Count the lines in the material below that contain the string "bokeh". Reply with that number alone.

....

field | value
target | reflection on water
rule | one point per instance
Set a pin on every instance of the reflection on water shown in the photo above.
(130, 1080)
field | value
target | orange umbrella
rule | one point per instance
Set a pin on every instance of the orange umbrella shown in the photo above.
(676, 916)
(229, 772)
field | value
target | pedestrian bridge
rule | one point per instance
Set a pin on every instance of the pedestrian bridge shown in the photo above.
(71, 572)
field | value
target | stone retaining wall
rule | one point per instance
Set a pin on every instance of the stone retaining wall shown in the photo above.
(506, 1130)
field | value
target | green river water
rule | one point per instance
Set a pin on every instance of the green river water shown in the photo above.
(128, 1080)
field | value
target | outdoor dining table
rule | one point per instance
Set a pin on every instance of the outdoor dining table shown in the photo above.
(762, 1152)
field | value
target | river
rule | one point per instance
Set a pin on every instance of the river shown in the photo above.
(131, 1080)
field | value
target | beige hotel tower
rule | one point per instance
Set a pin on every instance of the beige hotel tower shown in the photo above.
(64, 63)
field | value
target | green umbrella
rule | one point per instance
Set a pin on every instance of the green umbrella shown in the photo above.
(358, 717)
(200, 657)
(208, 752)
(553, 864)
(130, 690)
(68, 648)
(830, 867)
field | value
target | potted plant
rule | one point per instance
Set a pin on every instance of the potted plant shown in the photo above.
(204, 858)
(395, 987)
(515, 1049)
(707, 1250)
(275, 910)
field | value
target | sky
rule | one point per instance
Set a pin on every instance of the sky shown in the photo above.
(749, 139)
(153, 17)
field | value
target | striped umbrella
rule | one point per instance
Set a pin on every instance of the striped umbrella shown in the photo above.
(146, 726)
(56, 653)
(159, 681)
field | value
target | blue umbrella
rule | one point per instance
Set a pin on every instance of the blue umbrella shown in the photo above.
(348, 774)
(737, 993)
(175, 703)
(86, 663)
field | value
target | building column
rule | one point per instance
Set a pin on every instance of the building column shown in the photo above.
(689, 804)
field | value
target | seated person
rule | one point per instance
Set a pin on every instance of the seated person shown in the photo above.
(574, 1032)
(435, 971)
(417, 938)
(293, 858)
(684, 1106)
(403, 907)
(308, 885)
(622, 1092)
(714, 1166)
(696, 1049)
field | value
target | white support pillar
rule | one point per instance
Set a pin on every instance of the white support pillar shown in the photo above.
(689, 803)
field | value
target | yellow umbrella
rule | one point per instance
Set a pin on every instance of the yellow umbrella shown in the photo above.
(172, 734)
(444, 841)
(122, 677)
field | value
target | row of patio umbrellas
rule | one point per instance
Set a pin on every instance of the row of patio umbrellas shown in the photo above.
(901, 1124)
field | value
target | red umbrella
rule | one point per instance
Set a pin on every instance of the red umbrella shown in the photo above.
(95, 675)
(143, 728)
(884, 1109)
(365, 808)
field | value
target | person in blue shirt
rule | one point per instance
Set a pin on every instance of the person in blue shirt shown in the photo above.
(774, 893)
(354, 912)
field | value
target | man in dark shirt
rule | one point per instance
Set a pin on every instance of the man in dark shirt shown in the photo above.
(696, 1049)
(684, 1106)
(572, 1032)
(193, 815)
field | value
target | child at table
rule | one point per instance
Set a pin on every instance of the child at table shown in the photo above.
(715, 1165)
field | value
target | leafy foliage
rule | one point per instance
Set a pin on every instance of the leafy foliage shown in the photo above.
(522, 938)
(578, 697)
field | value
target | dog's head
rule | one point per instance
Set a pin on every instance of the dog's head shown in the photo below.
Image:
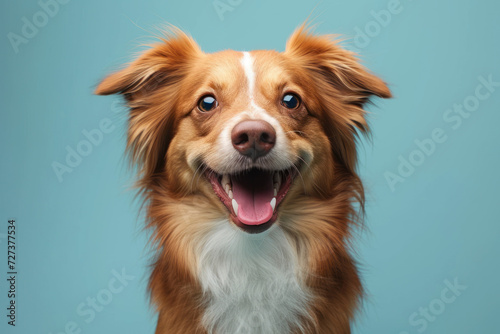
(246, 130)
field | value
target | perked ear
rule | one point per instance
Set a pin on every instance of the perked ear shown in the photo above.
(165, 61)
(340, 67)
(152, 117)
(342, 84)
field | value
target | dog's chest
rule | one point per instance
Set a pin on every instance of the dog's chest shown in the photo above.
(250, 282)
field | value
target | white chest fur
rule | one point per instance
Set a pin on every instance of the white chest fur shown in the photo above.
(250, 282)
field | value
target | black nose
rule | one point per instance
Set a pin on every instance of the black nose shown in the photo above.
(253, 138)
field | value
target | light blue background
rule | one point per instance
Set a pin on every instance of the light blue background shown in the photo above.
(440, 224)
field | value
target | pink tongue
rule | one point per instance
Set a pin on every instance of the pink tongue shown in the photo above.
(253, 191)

....

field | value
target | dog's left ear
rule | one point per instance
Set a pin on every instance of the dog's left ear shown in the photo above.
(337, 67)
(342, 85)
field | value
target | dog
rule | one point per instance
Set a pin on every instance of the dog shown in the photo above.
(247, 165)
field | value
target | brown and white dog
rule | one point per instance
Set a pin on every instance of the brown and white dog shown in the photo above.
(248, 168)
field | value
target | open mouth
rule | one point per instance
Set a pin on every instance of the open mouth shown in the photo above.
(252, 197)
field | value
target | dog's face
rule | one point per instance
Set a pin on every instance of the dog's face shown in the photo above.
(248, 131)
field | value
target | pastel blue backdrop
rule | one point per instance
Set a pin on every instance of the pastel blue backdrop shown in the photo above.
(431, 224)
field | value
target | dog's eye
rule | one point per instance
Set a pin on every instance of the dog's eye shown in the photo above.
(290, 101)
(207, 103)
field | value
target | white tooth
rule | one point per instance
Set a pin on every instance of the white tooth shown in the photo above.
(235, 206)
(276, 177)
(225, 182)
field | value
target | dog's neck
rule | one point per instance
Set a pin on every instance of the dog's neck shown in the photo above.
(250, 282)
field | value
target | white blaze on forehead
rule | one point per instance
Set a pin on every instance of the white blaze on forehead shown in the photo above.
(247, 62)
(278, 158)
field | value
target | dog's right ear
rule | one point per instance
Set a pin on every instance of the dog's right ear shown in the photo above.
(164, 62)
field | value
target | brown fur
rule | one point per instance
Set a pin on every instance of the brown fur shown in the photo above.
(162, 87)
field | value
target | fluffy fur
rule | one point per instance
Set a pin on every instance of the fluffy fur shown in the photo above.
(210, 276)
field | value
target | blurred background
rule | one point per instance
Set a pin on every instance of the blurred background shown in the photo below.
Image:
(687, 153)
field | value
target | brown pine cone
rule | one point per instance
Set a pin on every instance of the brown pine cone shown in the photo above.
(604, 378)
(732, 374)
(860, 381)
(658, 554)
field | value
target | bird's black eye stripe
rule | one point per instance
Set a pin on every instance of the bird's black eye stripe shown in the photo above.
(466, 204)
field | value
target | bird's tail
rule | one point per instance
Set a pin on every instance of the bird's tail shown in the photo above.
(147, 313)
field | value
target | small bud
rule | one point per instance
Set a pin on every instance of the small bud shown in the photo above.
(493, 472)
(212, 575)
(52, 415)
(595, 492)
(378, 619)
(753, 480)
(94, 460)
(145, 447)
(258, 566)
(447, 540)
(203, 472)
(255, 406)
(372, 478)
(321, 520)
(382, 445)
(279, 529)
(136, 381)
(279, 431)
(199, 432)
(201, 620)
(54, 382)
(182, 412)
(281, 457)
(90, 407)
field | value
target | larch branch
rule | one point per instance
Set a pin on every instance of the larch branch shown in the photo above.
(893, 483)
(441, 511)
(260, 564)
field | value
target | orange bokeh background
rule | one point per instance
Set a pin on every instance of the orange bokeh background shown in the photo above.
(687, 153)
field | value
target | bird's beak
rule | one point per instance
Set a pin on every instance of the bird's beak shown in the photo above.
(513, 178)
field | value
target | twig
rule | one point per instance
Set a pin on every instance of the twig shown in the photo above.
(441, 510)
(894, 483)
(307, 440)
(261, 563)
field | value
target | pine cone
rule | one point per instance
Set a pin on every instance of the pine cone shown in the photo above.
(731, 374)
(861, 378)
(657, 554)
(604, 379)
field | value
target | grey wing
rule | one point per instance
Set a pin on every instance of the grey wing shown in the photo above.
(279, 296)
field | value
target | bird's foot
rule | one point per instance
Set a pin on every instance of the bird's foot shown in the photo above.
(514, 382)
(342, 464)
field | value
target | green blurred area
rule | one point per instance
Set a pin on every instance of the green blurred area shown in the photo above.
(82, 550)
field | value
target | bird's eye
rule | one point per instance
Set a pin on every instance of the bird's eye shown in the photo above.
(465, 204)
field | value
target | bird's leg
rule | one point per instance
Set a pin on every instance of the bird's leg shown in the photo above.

....

**SOLUTION TO THE EXERCISE:** 2